TASKS FOR THIS EXERCISE:
1. Answer these from the article on tobacco control:
(a) According to the World Health Organization, about how many people does tobacco use kill each year?
(b) How many countries in the Americas now recognize a constitutional right to health?
(c) Which rights does the tobacco industry claim are violated by tobacco regulation?
2. Carry on the article on tobacco control, starting right after its last sentence.

Accelerating Progress in Tobacco Control: The Example of Tobacco Litigation in India and South Africa

AUGUST 27, 2015

The years have seen a rise in the burden of disease and death associated with tobacco. According to the World Health Organization (WHO), tobacco use kills nearly 6 million people a year.1More than 5 million of these deaths are a result of direct tobacco use, and about 600,000 are due to non-smokers’ exposure to secondhand smoke.2 While tobacco use is of concern in countries around the world, the greatest burden on health due to tobacco has been felt in developing countries.3

States have an obligation under international human rights law to promote, protect, and fulfill the right to the highest attainable standard of health.4 The Framework Convention on Tobacco Control (FCTC) further reaffirms the right of all people to the highest attainable standard of health and sets standards for States to curtail the burden of tobacco. Moreover, the right to health is now well recognized in many State constitutions. Various constitutional provisions, such as those obliging courts to consider international law in their judgments and those establishing the need for the independence of the judiciary and standing, provide a basis for holding States accountable for their obligations. According to the Office of the UN High Commission for Human Rights, nearly 115 constitutions around the world speak to the right to health.5 In the Americas alone, 18 of 35 countries in the region now recognize a constitutional right to health.6

In efforts to help protect health, countries throughout the world have taken significant steps to regulate tobacco use through the implementation of tax initiatives, education and awareness strategies, packaging and labeling requirements, and smoke-free laws. Yet the tobacco industry has struck back, often through litigation, claiming that regulation of tobacco violates its right to freedom of expression, enterprise, and property. The regulation of tobacco brings into question the need to balance fundamental rights. Applying the principle of proportionality and relying upon constitutional guarantees of the rights to health and life, courts around the world have played a vital role in upholding smoke-free legislation and bans on advertising in efforts to protect the right to health examples of litigation.

EXERCISE DATA:
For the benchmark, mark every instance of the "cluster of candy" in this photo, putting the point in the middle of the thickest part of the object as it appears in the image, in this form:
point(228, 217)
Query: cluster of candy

RESPONSES TO THE TASKS:
1.
(a) Nearly 6 million people a year.
(b) 18 of the 35 countries in the region.
(c) Its rights to freedom of expression, enterprise, and property.

2.
Nonetheless, the adjudication of health and other socio-economic rights raises questions of judicial legitimacy and poses democracy-based concerns.7 Scholars now question whether the enforcement of social rights should lie primarily with the legislature or the judiciary. Judicial engagement with such rights is further questioned on its ability to truly effectuate change on the ground. It is within this context that the role of courts in holding states accountable for their human rights obligations, and expanding the content of the right to health to include tobacco control, becomes increasingly important. Courts in some countries, including South Africa and India, have been able to successfully adjudicate economic and social rights.

Taking the example of tobacco litigation in India and South Africa, this essay shows the different ways in which constitutional provisions providing for human rights and establishing broad powers for the judiciary have enabled courts to play a vital role in upholding the right to health. It first considers the constitutional protection of health in those countries and then analyzes the British American Tobacco South Africa (PTY) Ltd v Minister of Health (BATs) case and the Murli S. Deora v. Union of India and Ors (Murli Deora) case in India to show how the respective courts came to uphold the right to health.8 The BATs case is interesting in that it highlights the way constitutional provisions requiring courts to turn to international law in their decisions can be vital in upholding the right to health. On the other hand, the Murli Deora decision shows the extent to which judicial engagement with health can result in policy change on the ground. The paper concludes with lessons that can be learned from the examples of tobacco litigation cases in both countries.

The Constitution and the right to health in South Africa

The 1996 South African Constitution has been hailed as a landmark document given the way it aims to protect the right to health and other socioeconomic rights on an equal basis with civil and political rights.9 The Bill of Rights includes traditional civil and political rights and a comprehensive set of economic, social, and cultural rights. All rights are enforceable and considered equal, and the judiciary, under Section 172, has wide discretion to grant remedies as appropriate.10 Moreover, Section 39(1)(b) obliges the judiciary to consider international law when interpreting the bill of rights.

Section 27(1) specifically provides for the right to health care services, including reproductive health, and Section 27(2) obliges the State “to take reasonable legislative and other measures, within its available resources…to achieve the progressive realization of, among others, health care rights.” Moreover, no one “may be refused emergency medical treatment” as pursuant to Section 27(3). Basic health care services for children are provided by Section 28 (1)(c), and 35(2)(e) provides for the “adequate medical treatment” of detainees and prisoners at State expense.

Tobacco control and courts in South Africa

Since its establishment, the Constitutional Court has shown a “formal commitment” to socioeconomic rights given the development of its human rights jurisprudence.11 While a strong constitutional frame calling for equality between the sets of rights has allowed for the judiciary to boldly interpret and uphold the Constitution, in a number of decisions, the obligation to consider international law has been especially pivotal in ensuring health outcomes. In the context of tobacco, the case of BATs v. Minister of Health is particularly noteworthy.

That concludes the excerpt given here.